(SELECTED PASSAGE):
-=-=-=-=-
# 2014 s3



## zizi (Dec 25, 2011)

I am on the edge to make myself by the S3. The problem is there's no S3 here to test. The dealer is can only bring the Cervelo S3 by ordering it. Therefore, I am reading a lot of reviews, opinions, blogs and looking at a lot of pictures. 

Can anyone explain what's the downside of a Cervelo S3. I am sure a lot of you would say it is a great bike! 

Help is needed here


----------



## fishboy316 (Feb 10, 2014)

I have not ridden the S3 but I have an S5 that I was going to return. I got a good pro fit done and the bike is friggin AWESOME! I can't believe how well it handles now. If the S3 is anything like the S5 you will love it.


----------



## Rob T (May 9, 2007)
-=-=-=-=-
(RECORDED DATA):
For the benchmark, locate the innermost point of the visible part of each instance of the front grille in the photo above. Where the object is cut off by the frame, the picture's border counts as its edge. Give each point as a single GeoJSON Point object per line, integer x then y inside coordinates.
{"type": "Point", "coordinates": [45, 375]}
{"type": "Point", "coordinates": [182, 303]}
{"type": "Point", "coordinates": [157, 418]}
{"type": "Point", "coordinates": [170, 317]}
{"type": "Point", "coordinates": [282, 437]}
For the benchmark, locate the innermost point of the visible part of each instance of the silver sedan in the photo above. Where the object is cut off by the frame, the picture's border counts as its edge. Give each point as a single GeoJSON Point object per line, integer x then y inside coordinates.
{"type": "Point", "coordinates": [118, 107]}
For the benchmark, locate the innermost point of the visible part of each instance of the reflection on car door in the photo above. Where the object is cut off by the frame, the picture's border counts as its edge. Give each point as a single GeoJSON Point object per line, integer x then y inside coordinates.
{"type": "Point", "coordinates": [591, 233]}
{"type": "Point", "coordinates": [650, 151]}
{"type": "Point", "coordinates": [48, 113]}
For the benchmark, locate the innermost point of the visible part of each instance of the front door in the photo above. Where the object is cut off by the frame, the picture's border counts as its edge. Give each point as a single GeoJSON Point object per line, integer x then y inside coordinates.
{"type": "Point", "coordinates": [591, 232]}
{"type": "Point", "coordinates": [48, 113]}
-=-=-=-=-
(EXERCISE 1): In the Cervelo S3 thread, shorten the paragraph that begins "I have not ridden the S3" to a single sentence that keeps its main facts.
(EXERCISE 2): Extend the Cervelo S3 thread from where it stops.

(TASK RESPONSE 1): Without having ridden the S3, the writer nearly returned an S5, but after a good professional fit finds it handles remarkably well, and says that if the S3 is anything like the S5, the asker will love it.

(TASK RESPONSE 2):
See if S2 is available to test as I believe its the same as S3 but front fork is different just make sure its one with BBright. I have S5 and love it. I could see the S3 being very similar especially with BBright however may ride a bit nicer because rear stays are more like R5. There are some good youtube videos that detail the new S3. One thing I think I would like about S3 a bit over the S5 is it is a bit simpler especially with more clearance in the rear wheel cut out area - not as much worry for tire rub and probably easier taking rear wheel on and off. Also it doesn't look like the front fork can get gouged if handle bar swings into frame. I do love my S5 though. Great ride and fast!


----------



## crisgarenas (Apr 25, 2014)

I am in the same boat. I have the option between S3 and S5. Can anyone share their thoughts about S5 vs the S3?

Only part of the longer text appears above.